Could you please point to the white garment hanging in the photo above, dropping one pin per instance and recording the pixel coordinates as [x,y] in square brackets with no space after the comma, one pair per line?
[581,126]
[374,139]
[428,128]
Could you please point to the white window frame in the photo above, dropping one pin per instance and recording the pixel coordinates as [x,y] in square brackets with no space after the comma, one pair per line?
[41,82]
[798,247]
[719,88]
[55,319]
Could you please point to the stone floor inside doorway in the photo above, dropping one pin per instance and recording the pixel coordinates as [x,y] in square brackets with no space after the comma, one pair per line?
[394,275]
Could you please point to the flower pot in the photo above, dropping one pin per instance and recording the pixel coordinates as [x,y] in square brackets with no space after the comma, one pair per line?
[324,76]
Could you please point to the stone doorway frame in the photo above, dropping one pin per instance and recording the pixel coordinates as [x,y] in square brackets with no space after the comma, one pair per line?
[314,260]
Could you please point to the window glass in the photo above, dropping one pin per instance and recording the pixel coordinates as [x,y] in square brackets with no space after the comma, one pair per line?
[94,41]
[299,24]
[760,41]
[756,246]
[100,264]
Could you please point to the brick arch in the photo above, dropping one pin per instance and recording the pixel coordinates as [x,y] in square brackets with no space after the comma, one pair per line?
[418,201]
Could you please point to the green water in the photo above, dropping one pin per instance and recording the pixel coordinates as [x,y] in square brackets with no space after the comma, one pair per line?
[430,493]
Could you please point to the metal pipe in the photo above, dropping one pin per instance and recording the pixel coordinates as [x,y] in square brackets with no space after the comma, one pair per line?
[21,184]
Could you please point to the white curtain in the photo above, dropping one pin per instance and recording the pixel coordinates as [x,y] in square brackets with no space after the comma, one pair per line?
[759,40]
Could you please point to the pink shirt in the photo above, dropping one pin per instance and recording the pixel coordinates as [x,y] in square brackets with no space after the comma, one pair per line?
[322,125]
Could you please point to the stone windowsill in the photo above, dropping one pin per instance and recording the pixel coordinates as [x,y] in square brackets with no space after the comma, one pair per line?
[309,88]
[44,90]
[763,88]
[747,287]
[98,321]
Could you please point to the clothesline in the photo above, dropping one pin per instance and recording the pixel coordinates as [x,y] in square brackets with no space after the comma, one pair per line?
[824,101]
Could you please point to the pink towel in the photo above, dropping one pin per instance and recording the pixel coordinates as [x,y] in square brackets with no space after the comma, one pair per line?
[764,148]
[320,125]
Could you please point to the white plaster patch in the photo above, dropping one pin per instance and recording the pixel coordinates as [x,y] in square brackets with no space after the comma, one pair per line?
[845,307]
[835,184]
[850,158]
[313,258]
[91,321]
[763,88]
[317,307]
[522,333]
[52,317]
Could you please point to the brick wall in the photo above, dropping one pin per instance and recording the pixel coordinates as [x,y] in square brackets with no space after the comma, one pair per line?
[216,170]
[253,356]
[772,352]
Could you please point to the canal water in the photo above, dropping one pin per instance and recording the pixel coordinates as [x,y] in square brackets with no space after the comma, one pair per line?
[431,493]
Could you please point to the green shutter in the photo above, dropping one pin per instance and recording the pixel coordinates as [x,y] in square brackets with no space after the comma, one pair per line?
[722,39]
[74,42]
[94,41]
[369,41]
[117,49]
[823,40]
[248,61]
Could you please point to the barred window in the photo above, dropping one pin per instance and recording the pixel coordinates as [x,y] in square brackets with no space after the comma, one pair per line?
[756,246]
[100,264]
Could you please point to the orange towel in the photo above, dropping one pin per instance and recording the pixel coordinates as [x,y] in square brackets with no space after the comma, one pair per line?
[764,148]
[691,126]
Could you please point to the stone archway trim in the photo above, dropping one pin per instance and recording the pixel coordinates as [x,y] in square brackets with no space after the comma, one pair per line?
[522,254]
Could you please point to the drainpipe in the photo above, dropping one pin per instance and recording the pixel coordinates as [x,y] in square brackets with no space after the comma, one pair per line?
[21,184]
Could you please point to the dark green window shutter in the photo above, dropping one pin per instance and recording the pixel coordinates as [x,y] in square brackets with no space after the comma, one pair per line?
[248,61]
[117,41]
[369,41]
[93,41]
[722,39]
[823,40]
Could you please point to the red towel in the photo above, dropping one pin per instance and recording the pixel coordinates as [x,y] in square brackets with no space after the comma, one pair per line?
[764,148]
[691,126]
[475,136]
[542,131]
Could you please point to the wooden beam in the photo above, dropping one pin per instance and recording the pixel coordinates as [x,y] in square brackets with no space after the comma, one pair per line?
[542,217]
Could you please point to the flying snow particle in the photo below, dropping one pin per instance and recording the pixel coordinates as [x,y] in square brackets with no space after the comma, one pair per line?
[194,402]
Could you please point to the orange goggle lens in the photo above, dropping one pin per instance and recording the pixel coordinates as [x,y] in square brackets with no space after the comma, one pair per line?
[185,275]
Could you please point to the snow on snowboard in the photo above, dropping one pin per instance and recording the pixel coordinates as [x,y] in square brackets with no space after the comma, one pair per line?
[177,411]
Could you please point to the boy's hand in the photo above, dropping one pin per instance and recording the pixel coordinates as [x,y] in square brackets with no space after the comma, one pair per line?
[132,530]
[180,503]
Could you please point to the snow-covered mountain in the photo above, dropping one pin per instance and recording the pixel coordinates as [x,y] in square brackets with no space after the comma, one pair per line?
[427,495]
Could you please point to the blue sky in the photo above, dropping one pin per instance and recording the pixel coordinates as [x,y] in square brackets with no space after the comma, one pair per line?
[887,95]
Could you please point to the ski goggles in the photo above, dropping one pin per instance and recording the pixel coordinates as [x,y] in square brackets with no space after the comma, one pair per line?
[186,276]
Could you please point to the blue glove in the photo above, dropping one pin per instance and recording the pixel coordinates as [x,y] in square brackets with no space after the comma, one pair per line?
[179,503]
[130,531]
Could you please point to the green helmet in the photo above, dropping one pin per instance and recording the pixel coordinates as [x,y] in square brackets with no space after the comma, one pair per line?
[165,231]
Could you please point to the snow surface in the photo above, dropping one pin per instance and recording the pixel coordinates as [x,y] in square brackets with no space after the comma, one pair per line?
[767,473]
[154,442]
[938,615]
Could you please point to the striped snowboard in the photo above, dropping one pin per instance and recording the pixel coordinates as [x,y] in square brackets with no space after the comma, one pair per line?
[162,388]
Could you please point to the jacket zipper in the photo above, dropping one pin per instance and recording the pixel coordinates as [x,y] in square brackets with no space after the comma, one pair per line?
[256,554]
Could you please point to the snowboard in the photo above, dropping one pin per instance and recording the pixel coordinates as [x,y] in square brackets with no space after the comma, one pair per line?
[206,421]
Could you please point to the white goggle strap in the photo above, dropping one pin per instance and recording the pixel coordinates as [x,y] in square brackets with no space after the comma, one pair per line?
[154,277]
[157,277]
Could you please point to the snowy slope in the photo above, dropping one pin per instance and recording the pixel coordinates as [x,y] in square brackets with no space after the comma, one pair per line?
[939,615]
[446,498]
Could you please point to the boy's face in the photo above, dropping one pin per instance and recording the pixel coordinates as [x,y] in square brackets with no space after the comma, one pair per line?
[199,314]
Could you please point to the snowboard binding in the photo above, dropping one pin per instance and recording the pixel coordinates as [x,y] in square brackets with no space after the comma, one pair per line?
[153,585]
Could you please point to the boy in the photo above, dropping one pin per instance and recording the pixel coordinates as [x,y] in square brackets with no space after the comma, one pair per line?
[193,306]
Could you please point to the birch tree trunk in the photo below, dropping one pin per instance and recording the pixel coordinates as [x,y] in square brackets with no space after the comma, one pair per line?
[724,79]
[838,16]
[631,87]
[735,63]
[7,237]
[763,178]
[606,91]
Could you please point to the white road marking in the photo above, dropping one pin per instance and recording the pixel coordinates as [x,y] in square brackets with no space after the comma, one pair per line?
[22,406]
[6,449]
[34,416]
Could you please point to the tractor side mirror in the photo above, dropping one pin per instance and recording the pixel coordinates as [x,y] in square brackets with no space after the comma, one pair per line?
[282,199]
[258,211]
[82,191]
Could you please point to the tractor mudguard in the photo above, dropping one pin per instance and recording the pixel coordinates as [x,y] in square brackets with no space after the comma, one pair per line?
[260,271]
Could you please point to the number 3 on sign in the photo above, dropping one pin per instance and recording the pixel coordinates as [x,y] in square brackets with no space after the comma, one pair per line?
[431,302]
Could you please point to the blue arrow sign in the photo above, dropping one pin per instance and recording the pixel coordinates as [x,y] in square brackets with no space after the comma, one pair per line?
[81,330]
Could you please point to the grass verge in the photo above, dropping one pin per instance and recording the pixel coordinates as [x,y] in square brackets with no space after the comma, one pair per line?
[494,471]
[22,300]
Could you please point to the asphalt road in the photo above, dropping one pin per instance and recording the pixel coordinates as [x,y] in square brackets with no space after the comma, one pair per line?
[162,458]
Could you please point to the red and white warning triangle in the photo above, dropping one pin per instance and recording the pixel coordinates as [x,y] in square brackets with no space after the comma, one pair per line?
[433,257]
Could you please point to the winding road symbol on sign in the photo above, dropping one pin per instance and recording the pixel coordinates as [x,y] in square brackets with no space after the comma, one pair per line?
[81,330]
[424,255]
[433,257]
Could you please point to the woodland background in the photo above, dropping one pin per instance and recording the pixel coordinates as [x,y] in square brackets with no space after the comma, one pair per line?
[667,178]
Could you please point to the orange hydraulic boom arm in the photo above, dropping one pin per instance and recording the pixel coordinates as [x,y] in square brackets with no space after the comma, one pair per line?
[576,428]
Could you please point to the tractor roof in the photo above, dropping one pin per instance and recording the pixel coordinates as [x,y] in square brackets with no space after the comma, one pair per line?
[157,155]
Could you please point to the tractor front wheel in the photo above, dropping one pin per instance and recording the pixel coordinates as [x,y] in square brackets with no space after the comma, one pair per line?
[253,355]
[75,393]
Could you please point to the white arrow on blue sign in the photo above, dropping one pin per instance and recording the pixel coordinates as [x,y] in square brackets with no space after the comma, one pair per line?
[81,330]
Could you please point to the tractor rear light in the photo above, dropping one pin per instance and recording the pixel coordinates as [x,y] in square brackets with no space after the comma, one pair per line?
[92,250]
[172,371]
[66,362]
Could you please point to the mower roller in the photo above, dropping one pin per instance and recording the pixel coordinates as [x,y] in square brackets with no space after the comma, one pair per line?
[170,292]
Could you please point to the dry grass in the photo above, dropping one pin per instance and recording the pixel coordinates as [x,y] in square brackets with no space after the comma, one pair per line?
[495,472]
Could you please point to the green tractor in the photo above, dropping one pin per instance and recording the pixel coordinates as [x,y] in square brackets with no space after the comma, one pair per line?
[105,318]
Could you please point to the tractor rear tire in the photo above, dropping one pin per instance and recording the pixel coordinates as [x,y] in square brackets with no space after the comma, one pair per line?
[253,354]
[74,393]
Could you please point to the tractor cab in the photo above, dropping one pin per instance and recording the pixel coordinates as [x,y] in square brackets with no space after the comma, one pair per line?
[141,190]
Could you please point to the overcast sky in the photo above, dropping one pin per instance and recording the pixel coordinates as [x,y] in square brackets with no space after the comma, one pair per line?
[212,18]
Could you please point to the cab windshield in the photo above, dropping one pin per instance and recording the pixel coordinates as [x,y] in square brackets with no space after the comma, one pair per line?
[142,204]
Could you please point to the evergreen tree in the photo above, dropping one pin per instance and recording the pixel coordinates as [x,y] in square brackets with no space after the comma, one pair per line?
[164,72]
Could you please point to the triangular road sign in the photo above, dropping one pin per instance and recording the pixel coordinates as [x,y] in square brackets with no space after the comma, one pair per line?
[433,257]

-----

# What is being asked
Reproduce the data from the line containing "Could you please point to the cab" through the end, substituting "pine tree" for "evergreen tree" and leaving all else unchanged.

# Right answer
Could you please point to the cab windshield in the photo above, dropping one pin per instance and recording the pixel coordinates as [x,y] in square brackets with no space after the comma, one pair per line?
[142,204]
Could you please point to the pine tree in the photo above, dropping one pin per instance and recording the pixel coordinates as [x,y] in square brackets with no space after the comma, one pair per line?
[164,72]
Could you please point to the triangular road sign in the photo above, dropping one pin per instance and recording the pixel coordinates as [x,y] in square brackets with no space after the comma, one pair per line?
[433,257]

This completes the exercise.